* EXERCISE *
Beginning with the line that holds "Target: distant mountain range" in the data below, give again every line through the one that holds "Target: cloud over mountain", exactly as written.

* THE RECORDS *
★ ★ ★ ★ ★ ★ ★

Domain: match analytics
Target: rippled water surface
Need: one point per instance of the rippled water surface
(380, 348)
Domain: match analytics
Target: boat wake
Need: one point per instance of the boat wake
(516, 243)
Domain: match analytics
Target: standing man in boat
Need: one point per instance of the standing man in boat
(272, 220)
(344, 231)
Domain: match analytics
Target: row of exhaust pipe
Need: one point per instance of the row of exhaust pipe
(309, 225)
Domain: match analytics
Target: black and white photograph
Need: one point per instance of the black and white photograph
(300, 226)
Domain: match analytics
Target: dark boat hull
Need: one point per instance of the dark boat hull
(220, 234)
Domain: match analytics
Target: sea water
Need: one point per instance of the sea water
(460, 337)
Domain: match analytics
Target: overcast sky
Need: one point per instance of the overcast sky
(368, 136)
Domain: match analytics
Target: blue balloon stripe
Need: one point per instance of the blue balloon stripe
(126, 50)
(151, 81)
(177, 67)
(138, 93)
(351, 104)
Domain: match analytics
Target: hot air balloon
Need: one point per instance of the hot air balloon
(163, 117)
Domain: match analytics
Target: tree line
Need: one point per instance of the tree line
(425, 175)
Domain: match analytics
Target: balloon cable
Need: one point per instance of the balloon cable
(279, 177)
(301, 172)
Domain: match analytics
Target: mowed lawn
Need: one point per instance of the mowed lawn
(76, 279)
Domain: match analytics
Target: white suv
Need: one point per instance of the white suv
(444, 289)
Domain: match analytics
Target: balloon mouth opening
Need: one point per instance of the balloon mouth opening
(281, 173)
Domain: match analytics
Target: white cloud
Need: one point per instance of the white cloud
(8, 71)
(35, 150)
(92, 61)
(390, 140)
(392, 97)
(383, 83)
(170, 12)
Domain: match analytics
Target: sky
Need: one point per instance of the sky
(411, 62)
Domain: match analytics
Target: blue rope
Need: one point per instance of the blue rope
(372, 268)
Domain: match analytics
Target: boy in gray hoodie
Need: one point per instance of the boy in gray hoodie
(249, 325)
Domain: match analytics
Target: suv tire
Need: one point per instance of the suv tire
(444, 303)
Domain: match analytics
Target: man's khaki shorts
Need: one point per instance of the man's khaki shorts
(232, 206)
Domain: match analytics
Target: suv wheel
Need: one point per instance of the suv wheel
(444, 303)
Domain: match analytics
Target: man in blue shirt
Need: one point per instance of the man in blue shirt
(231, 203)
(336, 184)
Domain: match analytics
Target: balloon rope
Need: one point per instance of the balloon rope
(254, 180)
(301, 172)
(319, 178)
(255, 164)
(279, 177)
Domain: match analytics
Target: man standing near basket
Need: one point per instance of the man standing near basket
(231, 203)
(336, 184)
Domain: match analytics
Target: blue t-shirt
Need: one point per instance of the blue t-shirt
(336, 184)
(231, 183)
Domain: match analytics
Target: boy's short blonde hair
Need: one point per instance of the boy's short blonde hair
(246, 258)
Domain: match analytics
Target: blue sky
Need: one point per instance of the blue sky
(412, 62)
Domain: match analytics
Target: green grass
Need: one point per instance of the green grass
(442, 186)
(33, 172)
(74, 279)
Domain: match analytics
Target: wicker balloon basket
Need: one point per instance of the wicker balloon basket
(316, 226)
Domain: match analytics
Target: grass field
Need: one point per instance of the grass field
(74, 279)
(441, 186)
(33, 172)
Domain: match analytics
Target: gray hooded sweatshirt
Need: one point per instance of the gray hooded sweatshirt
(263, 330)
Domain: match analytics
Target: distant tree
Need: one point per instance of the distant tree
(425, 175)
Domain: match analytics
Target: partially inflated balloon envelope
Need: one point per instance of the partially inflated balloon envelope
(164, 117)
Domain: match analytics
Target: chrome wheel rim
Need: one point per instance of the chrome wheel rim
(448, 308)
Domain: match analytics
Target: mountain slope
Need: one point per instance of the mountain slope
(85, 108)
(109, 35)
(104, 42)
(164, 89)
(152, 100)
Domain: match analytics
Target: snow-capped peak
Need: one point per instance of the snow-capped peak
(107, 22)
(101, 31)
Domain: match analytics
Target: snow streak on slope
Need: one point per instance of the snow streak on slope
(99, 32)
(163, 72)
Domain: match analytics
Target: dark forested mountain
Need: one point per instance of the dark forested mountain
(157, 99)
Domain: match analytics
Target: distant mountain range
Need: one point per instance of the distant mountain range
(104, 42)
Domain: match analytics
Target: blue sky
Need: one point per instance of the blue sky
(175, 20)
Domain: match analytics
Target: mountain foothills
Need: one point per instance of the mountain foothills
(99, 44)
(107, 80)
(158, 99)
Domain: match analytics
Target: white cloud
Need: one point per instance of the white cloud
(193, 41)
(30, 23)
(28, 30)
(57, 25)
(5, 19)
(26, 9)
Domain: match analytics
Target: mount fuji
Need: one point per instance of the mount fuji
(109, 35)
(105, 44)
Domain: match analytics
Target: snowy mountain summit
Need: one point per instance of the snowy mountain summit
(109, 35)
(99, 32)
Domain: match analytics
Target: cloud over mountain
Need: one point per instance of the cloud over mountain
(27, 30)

★ ★ ★ ★ ★ ★ ★

* WRITTEN SOLUTION *
Target: distant mountain range
Need: one point per instance of the distant mountain range
(104, 42)
Domain: match analytics
Target: blue sky
Need: one point per instance of the blue sky
(175, 20)
Domain: match analytics
Target: mountain foothills
Need: one point per instance of the mountain foothills
(99, 44)
(107, 80)
(158, 99)
Domain: match analytics
Target: white cloud
Need: one point per instance of the white cloud
(193, 41)
(30, 23)
(28, 30)
(57, 25)
(5, 19)
(26, 9)
Domain: match analytics
Target: mount fuji
Need: one point per instance of the mount fuji
(109, 35)
(105, 44)
Domain: match analytics
Target: snowy mountain summit
Need: one point per instance of the snowy mountain summit
(109, 35)
(99, 32)
Domain: match analytics
Target: cloud over mountain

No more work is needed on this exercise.